Locate the string "white" throughout the material and copy every line in which it occurs.

→ Data in this exercise
= = = =
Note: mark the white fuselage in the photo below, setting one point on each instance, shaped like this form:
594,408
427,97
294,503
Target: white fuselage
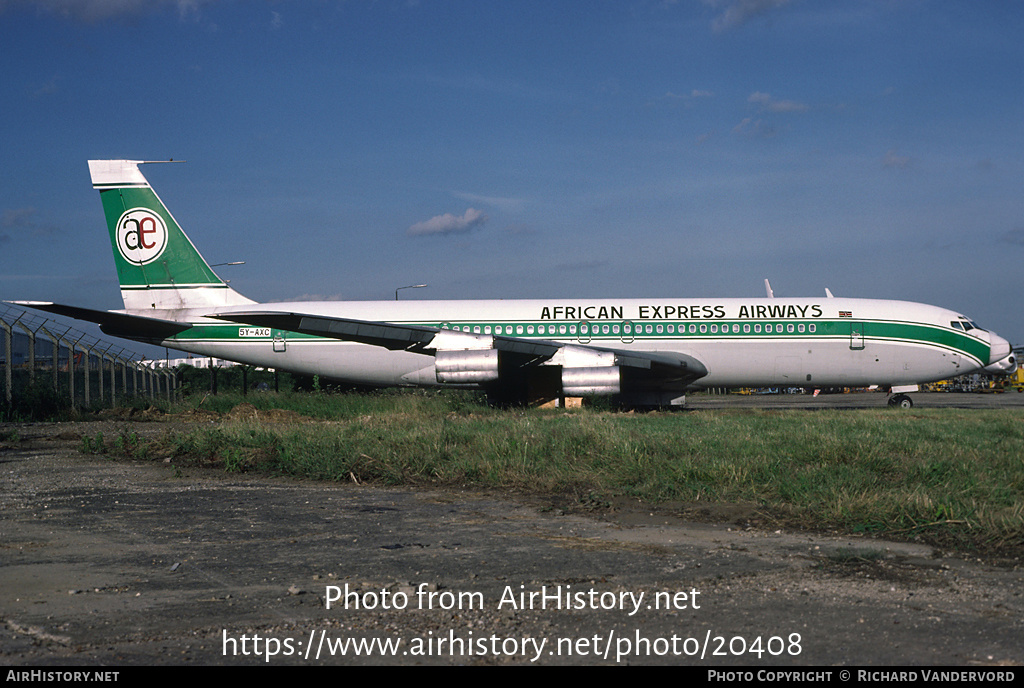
= = = =
→ Answer
Note: mark the white fuselage in the photo below, setting one point on each instance, shaped like this form:
Target: white fuselage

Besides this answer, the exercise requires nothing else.